> _Data excerpts_:
:::
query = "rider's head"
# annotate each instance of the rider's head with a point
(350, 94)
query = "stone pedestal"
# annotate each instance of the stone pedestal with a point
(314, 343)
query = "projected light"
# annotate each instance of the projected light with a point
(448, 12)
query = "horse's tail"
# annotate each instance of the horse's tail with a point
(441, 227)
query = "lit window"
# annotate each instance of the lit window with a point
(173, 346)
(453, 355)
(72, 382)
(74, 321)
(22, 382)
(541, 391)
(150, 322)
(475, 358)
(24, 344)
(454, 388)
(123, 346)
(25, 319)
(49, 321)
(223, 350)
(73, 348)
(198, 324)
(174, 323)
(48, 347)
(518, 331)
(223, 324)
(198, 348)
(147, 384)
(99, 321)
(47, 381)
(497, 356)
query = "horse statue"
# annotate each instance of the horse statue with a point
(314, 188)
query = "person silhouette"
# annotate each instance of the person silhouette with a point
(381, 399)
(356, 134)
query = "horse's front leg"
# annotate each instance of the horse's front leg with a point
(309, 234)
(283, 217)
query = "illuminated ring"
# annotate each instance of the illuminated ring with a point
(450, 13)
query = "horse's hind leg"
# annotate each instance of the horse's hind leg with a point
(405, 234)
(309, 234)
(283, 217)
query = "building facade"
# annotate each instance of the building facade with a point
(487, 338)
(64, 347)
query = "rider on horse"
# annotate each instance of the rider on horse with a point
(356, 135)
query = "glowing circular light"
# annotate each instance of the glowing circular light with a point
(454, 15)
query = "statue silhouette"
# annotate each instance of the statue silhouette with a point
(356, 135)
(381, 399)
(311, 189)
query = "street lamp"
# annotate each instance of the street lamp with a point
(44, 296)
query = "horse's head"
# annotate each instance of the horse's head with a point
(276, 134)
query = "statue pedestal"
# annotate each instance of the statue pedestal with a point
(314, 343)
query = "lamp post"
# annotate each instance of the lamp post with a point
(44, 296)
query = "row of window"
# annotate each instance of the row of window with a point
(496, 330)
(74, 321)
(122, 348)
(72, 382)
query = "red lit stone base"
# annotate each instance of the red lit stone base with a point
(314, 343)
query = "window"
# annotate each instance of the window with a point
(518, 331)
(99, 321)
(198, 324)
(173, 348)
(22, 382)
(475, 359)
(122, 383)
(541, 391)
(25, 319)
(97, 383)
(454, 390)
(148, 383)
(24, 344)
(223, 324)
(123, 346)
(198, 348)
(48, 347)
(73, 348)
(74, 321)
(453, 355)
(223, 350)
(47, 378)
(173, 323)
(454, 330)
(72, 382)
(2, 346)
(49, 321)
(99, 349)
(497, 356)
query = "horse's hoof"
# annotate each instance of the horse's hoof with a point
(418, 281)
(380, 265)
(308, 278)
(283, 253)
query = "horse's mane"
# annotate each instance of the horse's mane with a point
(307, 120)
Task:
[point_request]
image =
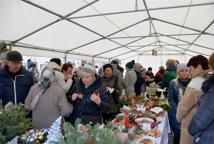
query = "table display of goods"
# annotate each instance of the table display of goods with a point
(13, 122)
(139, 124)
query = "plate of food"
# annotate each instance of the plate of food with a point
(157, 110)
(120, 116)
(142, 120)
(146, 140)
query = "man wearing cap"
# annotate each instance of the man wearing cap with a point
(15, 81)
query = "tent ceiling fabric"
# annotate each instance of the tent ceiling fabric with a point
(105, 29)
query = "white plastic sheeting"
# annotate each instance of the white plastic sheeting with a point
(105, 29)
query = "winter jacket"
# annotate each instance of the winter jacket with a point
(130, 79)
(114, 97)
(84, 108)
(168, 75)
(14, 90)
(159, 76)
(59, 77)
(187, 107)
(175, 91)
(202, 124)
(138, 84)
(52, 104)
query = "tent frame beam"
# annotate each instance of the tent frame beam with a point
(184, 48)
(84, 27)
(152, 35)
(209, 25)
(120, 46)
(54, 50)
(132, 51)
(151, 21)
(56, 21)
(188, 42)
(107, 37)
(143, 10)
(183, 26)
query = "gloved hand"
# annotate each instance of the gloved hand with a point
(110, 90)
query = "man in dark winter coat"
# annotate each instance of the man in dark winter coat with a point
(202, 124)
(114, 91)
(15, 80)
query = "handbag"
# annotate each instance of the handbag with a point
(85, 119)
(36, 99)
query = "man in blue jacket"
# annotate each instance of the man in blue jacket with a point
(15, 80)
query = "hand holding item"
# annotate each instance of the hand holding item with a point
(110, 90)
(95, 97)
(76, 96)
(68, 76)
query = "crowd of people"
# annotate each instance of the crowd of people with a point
:::
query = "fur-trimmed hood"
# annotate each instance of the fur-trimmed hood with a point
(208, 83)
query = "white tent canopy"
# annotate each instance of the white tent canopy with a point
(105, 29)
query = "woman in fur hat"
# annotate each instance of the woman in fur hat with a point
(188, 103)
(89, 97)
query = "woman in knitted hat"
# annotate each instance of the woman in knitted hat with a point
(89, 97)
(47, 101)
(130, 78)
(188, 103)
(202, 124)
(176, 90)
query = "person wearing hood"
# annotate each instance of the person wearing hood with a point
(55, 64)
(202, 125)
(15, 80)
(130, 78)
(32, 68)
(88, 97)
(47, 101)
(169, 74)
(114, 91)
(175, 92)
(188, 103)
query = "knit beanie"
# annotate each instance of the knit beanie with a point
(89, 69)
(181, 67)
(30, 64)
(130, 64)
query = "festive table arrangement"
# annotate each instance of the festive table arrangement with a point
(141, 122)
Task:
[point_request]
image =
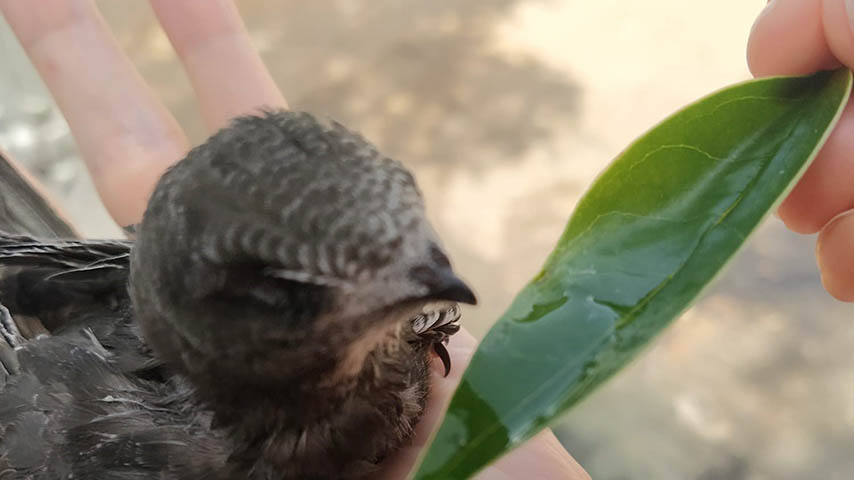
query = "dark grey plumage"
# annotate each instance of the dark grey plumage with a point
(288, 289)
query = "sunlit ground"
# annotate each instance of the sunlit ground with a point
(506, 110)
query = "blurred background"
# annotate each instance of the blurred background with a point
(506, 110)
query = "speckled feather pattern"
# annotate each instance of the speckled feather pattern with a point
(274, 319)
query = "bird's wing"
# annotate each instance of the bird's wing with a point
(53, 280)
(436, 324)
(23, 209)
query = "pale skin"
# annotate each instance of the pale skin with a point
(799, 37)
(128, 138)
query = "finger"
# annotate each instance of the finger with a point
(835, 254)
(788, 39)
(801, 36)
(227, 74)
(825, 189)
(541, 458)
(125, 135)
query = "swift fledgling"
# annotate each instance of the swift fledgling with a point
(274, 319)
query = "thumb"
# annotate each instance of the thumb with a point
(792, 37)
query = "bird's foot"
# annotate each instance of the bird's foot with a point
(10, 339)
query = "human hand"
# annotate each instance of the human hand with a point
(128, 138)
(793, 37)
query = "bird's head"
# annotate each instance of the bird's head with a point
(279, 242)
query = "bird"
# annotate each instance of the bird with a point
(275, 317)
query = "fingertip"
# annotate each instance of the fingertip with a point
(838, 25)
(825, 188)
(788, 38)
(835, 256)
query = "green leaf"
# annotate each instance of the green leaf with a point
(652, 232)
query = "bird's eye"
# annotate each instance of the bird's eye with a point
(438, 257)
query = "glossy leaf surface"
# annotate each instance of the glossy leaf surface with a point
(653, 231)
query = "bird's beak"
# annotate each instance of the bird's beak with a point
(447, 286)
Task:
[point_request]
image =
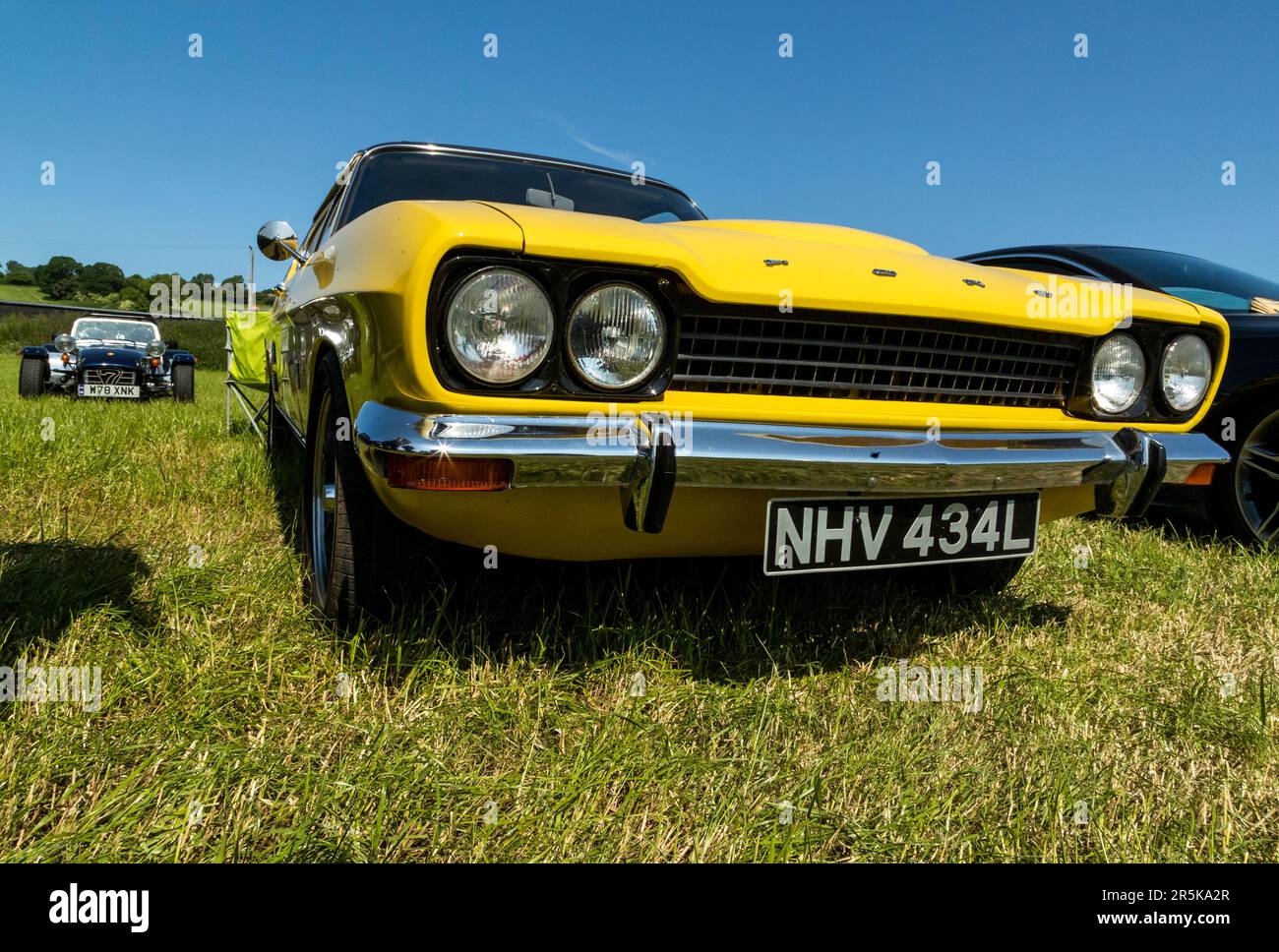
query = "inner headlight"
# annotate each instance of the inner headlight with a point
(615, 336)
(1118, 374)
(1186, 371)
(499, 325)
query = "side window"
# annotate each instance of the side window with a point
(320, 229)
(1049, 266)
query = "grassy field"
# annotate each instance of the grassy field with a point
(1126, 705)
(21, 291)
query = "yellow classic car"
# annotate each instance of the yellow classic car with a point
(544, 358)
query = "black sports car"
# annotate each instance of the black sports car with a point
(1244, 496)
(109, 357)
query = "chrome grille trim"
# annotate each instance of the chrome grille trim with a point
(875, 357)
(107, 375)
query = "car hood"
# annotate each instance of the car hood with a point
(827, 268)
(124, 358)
:::
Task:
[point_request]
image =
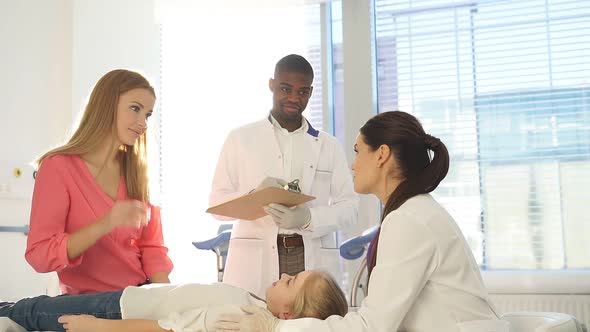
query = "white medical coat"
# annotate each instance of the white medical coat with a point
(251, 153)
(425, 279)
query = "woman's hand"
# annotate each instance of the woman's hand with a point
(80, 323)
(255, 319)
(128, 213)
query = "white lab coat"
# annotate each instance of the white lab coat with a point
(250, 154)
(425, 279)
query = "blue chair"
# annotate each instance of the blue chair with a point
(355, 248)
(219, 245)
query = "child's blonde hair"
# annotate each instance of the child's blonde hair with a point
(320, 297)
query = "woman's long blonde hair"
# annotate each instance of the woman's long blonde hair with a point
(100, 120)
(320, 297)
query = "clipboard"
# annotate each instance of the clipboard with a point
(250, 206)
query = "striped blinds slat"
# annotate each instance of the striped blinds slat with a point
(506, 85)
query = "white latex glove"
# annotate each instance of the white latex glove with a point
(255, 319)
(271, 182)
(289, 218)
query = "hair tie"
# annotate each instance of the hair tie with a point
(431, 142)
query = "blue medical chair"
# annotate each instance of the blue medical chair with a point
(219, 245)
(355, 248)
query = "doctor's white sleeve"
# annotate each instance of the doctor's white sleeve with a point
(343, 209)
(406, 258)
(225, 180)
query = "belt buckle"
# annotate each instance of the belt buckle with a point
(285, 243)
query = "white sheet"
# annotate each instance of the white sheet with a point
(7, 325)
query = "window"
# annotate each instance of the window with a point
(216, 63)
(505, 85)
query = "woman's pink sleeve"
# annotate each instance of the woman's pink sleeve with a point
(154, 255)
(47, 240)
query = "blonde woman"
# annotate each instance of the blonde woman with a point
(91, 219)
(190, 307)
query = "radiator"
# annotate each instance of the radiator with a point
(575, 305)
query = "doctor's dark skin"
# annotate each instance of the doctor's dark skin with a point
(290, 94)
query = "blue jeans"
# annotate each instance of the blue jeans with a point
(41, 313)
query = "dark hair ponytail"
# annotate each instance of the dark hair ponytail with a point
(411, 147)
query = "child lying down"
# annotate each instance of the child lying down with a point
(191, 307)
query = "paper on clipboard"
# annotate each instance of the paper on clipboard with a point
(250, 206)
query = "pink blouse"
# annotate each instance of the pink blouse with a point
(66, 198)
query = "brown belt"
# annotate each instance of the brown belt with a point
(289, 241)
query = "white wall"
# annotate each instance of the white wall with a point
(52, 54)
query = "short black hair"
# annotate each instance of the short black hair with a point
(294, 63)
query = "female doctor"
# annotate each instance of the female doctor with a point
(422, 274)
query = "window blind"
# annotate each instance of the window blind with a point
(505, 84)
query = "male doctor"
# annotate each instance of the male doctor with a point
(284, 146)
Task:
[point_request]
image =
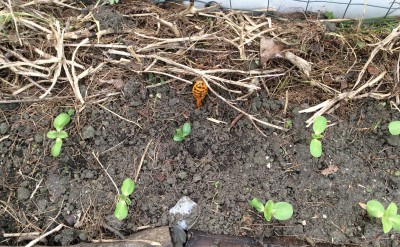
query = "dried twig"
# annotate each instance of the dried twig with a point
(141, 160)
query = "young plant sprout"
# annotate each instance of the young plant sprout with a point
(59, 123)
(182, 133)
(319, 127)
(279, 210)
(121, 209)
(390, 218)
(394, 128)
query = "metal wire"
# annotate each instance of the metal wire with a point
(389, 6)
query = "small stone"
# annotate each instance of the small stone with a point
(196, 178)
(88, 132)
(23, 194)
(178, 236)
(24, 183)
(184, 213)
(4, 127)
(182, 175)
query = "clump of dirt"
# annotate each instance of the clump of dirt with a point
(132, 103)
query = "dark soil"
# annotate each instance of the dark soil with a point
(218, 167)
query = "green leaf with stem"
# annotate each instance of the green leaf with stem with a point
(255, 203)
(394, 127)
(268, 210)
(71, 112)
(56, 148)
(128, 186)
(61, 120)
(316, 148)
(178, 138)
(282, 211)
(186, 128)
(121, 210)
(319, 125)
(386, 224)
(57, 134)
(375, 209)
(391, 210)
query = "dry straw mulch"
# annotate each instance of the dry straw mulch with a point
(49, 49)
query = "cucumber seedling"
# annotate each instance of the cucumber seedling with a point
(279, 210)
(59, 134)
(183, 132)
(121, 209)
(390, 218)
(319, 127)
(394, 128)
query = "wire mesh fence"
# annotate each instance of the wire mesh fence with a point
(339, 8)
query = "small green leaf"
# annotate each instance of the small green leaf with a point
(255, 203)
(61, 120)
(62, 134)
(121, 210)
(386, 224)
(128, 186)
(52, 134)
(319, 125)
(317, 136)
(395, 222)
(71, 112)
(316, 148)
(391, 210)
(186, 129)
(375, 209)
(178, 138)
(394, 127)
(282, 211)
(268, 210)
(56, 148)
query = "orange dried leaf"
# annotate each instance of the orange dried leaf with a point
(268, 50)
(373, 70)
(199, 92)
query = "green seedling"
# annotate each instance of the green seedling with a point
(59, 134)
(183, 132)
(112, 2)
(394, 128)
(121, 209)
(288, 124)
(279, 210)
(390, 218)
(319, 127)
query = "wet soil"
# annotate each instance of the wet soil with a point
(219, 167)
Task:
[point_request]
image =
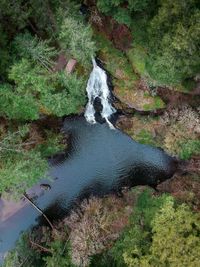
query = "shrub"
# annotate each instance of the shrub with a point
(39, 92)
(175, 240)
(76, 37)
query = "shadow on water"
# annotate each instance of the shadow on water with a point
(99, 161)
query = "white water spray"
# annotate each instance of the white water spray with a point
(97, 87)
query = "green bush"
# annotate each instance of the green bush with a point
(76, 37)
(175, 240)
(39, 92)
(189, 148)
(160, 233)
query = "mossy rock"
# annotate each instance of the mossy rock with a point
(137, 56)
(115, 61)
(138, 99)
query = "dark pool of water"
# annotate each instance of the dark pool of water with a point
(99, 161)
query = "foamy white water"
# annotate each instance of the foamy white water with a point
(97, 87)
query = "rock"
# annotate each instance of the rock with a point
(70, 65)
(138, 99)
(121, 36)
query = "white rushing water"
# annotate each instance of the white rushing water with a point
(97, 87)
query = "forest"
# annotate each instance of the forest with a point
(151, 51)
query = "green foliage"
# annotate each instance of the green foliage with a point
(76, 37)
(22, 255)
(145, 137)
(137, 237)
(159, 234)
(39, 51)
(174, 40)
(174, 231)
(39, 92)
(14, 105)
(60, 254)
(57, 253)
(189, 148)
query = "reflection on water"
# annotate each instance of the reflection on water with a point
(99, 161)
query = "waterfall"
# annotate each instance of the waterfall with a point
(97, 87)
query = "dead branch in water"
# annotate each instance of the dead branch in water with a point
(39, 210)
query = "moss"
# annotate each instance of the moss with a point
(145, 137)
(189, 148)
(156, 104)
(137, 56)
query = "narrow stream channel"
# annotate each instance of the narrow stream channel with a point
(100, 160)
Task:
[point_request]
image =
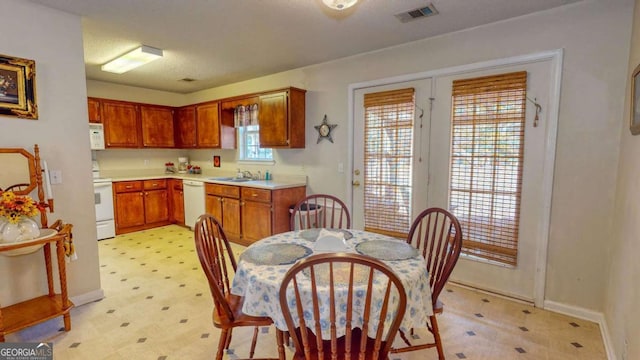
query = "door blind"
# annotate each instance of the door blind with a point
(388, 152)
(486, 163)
:::
> _Goal_: Count the lines in the material above that contain the string "facade", treating uppercase and lowercase letters as distinct. Reply with the number alone.

> _Answer to the task_: 2